◆ What is needed ◆
Exactly as they stand, set down all of the records again.

===== Supplied records =====

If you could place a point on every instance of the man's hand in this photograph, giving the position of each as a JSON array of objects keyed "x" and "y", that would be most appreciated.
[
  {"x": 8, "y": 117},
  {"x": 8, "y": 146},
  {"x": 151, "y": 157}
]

=====

◆ Your response ◆
If you could place a point on every instance of the man's hand in this photograph, giving the position of each as a JSON array of objects keyed "x" and "y", that would be most appreciated.
[
  {"x": 8, "y": 117},
  {"x": 8, "y": 146},
  {"x": 151, "y": 157}
]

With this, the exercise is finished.